> **What you need to do**
Copy the lines verbatim, beginning with the line that contains "paddle face, one" and continuing through the end of the data, and only those lines.

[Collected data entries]
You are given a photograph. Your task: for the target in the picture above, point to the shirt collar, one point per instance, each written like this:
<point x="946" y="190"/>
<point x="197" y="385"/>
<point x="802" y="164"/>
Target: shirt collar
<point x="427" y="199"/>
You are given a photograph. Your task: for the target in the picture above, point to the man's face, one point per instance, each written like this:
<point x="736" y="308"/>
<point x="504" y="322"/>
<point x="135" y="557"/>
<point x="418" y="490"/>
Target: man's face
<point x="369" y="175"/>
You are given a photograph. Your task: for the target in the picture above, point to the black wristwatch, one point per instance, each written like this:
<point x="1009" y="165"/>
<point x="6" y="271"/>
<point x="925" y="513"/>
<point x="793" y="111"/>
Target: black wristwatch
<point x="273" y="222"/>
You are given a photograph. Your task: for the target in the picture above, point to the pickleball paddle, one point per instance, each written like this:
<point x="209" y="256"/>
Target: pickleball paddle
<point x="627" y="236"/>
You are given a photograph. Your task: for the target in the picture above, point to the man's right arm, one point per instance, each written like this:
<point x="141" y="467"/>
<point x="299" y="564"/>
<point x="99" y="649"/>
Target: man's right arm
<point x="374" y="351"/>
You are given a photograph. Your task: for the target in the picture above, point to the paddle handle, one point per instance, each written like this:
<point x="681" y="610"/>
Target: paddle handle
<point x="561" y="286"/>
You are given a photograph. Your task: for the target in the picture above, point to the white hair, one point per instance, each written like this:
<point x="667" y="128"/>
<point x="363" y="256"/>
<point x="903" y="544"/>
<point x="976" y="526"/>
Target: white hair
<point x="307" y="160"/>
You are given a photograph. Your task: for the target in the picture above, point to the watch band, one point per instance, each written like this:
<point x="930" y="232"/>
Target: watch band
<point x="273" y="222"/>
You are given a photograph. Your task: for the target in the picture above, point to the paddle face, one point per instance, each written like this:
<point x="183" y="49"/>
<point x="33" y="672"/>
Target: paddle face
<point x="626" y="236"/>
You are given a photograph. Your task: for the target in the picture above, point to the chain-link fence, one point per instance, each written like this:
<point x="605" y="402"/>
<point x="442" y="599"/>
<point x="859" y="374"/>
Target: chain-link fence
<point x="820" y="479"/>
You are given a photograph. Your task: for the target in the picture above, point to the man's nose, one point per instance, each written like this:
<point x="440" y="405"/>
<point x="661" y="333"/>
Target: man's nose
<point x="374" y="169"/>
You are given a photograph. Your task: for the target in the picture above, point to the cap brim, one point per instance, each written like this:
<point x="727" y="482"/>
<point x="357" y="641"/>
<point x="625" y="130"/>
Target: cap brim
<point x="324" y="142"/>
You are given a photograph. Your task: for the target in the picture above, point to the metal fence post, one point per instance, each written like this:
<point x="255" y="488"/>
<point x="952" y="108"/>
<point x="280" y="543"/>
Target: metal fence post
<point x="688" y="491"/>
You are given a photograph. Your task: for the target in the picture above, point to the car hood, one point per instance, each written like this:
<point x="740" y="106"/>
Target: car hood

> **Solution for this problem**
You are given a photograph. Your task: for the target in the picture above, point to the paddle face, one point per instance, each written like this:
<point x="183" y="49"/>
<point x="33" y="672"/>
Target: paddle face
<point x="626" y="236"/>
You are given a photograph. Your task: for the target in the picture above, point to the chain-link fence, one point per instance, each written like this:
<point x="605" y="402"/>
<point x="442" y="599"/>
<point x="859" y="374"/>
Target: chain-link fence
<point x="820" y="479"/>
You are given a photograph. Your task: for the target in the picture above, point to the man's nose, one point per instance, each written like this:
<point x="440" y="405"/>
<point x="661" y="333"/>
Target: man's nose
<point x="374" y="169"/>
You are given a photograph. Your task: for the target in the picture above, point to the cap brim, one point per instance, each written like this:
<point x="727" y="482"/>
<point x="357" y="641"/>
<point x="625" y="130"/>
Target: cap brim
<point x="324" y="142"/>
You are given a photograph. Your task: for the target in the picture above, point to the metal fence post, one point per instance, each written like this:
<point x="255" y="488"/>
<point x="952" y="108"/>
<point x="280" y="543"/>
Target: metal fence post
<point x="688" y="491"/>
You are given a photograph. Your task: for the target in the picture above, point to the car hood, one point per instance, each written like this:
<point x="740" y="106"/>
Target: car hood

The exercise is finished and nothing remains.